## LISTED ENTRIES:
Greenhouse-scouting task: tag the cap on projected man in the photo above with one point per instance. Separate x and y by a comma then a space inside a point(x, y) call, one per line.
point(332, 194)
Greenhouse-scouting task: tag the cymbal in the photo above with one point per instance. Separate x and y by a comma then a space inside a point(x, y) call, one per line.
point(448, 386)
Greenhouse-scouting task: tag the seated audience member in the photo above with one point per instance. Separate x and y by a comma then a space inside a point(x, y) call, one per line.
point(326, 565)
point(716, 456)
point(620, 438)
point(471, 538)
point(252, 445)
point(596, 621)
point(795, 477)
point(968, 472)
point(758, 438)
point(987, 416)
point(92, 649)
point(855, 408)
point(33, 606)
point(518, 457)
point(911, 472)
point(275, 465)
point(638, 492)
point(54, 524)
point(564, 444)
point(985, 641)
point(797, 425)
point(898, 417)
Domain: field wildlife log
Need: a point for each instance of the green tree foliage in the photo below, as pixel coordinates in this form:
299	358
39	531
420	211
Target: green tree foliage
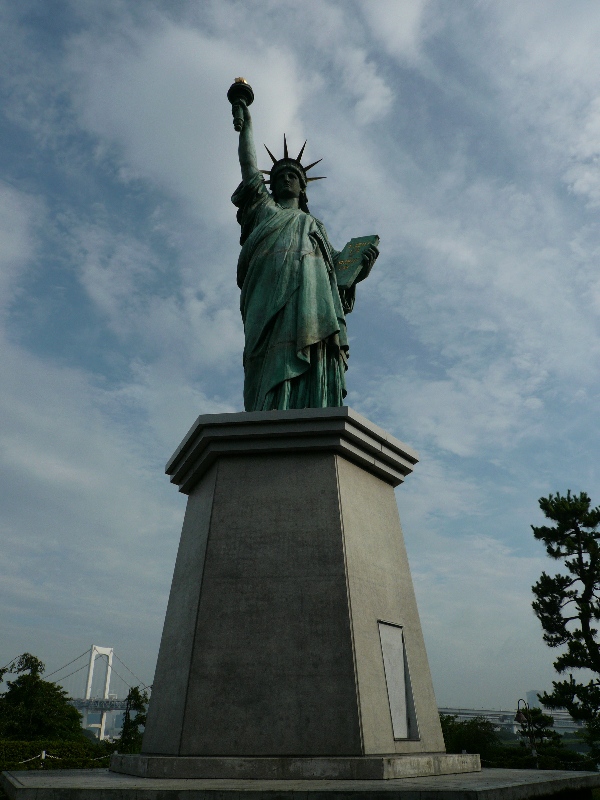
477	735
32	708
134	721
537	730
568	605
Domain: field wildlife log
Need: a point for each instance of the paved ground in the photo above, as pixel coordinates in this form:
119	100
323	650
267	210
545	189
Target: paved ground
489	784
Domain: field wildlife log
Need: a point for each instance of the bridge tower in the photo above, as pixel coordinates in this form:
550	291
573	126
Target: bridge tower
96	651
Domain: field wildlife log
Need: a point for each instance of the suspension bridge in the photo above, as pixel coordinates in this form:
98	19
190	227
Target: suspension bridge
97	691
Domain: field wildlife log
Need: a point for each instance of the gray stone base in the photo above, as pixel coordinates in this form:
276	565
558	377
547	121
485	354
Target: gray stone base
276	768
489	784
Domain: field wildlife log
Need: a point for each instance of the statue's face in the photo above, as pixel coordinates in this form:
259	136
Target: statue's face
287	184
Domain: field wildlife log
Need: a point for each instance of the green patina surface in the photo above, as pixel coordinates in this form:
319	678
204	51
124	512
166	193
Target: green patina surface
294	312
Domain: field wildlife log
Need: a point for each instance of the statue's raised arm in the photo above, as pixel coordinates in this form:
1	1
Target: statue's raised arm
296	346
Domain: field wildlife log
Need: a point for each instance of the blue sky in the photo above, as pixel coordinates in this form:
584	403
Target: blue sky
467	135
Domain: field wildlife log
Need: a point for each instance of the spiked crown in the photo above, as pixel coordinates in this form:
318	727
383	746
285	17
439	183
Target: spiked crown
293	163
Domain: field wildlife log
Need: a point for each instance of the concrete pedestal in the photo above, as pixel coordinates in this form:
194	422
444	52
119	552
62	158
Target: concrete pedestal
292	635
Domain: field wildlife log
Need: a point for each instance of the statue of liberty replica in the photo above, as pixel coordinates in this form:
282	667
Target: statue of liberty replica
292	647
295	287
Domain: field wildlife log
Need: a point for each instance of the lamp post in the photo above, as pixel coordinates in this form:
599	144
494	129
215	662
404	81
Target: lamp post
524	718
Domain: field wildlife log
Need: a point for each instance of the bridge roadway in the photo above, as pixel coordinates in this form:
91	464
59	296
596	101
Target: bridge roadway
98	704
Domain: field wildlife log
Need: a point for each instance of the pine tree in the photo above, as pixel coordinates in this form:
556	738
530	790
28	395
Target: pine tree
568	605
33	708
134	719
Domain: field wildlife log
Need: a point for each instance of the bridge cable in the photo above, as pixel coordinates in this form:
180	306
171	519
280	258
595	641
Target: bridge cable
85	652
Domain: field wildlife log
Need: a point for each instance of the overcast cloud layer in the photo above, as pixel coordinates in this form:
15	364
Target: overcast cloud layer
467	135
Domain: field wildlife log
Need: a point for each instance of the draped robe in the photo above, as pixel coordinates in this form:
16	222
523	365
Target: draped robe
296	345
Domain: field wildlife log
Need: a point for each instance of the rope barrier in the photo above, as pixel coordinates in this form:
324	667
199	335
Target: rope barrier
44	755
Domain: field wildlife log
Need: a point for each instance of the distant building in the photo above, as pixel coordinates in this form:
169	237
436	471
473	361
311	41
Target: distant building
505	719
532	698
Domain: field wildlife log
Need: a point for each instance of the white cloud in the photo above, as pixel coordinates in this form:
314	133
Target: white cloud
19	214
160	95
398	24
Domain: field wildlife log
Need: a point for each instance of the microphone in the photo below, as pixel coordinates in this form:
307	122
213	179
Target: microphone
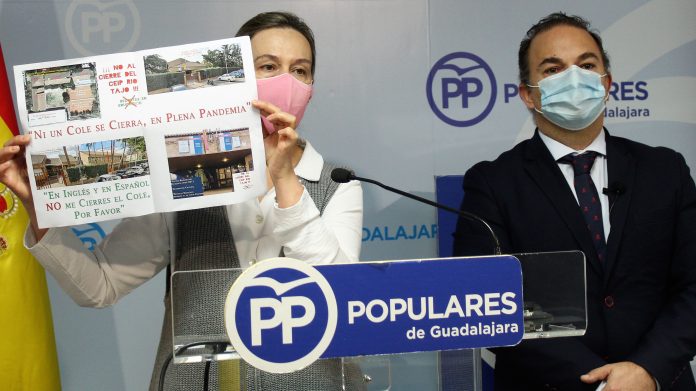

## REQUIRED WORK:
Can you output the whole listing above word for word, leaving out the pictures?

## RESULT OF THIS EXERCISE:
Greenhouse-scouting task: tag the cap on projected man in the photo above with one point per instance. Separate x and y by a comma then a space inside a point(x, y) call, one per line.
point(332, 194)
Greenhouse-scouting task: tag the cymbal in the photo above with one point per instance. Separate x and y by a comma then a space inside a point(x, y) call, one per line.
point(448, 386)
Greenhouse-scouting task: tag the seated audience member in the photo above with one point per instance. Separate x and y by a comma then a space inside a point(x, y) call, one per line.
point(326, 565)
point(716, 456)
point(620, 438)
point(471, 538)
point(252, 445)
point(596, 621)
point(795, 477)
point(968, 472)
point(758, 438)
point(987, 416)
point(92, 649)
point(855, 408)
point(33, 606)
point(518, 457)
point(911, 472)
point(275, 465)
point(638, 492)
point(54, 524)
point(564, 444)
point(985, 641)
point(797, 425)
point(898, 417)
Domain: field wildlife log
Need: a point for each instance of the green tree foliage in the photo below, as pixel coordinates in this form:
299	358
39	531
420	211
Target: green tree foliage
477	735
32	708
134	721
537	730
568	605
Domain: field wildlife log
Need: a point for each instance of the paved ground in the photo above, as pixel coordinates in this form:
119	100
323	650
267	210
545	189
Target: paved ground
489	784
Domain: field wildlife log
Need: a point for each instance of the bridge tower in the photo above, as pixel coordinates in this form:
550	291
573	126
Target: bridge tower
96	651
Domain: field wildlife log
Need: a point for each instance of the suspension bridge in the photo above, as pixel coordinates in this form:
98	19
190	227
Target: suspension bridge
97	691
Domain: field wildlife log
Need: a point for each instance of the gray stone base in the photo above, as pixel coordinates in this form:
276	565
558	377
547	121
485	354
Target: gray stone base
276	768
489	784
Domain: field wildlife log
Need: a point for each instance of the statue's face in the photo above, as pixel coordinates in this form:
259	136
Target: statue's face
287	184
Domain: field wildlife log
Need: a point for each instance of the green patina surface in the photo above, as pixel coordinates in this form:
319	678
204	51
124	512
166	193
Target: green patina surface
294	312
Domain: field wildlife log
Need: a point for each instance of the statue's raised arm in the photo above, as pixel coordinates in this form:
1	1
Target: statue's raised arm
296	346
Domain: field wildlife log
Need: a point for each instance of the blue sky in the photo above, as pixel coordinates in this form:
584	403
Target: blue sky
467	135
Domain: field wildlife log
Need: a point for each instance of the spiked crown in the photo above, as pixel coordinates in this form:
318	727
383	746
285	17
439	183
Target: spiked crown
293	163
Domain: field wildlife log
Need: a point for each instance of the concrete pedestal in the photo above, as pixel coordinates in this form:
194	422
444	52
119	552
62	158
Target: concrete pedestal
292	635
Domain: field wildlife log
Need: a point for each instance of the statue of liberty replica in the photo above, as pixel coordinates in this form:
282	667
Target: statue of liberty replica
292	647
295	287
Domain: field wildlife log
Need: a point for each instance of the lamp post in the photo above, as pixel coordinates in this form:
599	144
494	129
215	662
404	81
Target: lamp post
524	718
Domain: field wildlife log
Need: a point for each instance of the bridge roadway in the photo above, as pixel coordinates in this form:
91	464
59	296
596	101
Target: bridge roadway
98	704
Domain: field wildlife log
Need: a point for each instance of the pine tree in the photo above, as pixel coordinates in this form:
556	738
530	790
28	395
Target: pine tree
568	605
33	708
134	719
Domain: field wildlife log
Need: a point for each instance of the bridge cable in the photo above, as pixel coordinates in this form:
180	306
171	519
280	258
595	641
Target: bridge cable
85	652
Domain: field wildlife log
Need: a point for each instance of the overcast cloud layer in the photo above, as pixel coordinates in this form:
15	364
Target: overcast cloud layer
467	135
Domain: field wildlife log
Need: a point for each instance of the draped robe in the photo above, as pixel coordinates in this form:
16	222
523	365
Target: draped robe
296	345
Domain: field wildlife log
Need: a point for each instance of the rope barrier in the photo above, as pixel coordinates in this form:
324	667
199	335
Target: rope barrier
44	755
Domain: field wildlife log
Need: a point for each instance of the distant building in the photo above, as pixel coordinates in this form:
169	237
436	471
473	361
311	41
Target: distant building
505	719
532	698
Domain: field wildlife log
Need: a point for each instance of the white cloud in the photo above, as pixel coordinates in this form:
314	133
Target: white cloud
19	214
160	95
398	24
Domain: field wildlife log
Need: a point for each instance of the microphone in the photo below, as pixel coordinates in this form:
307	122
213	179
Target: microphone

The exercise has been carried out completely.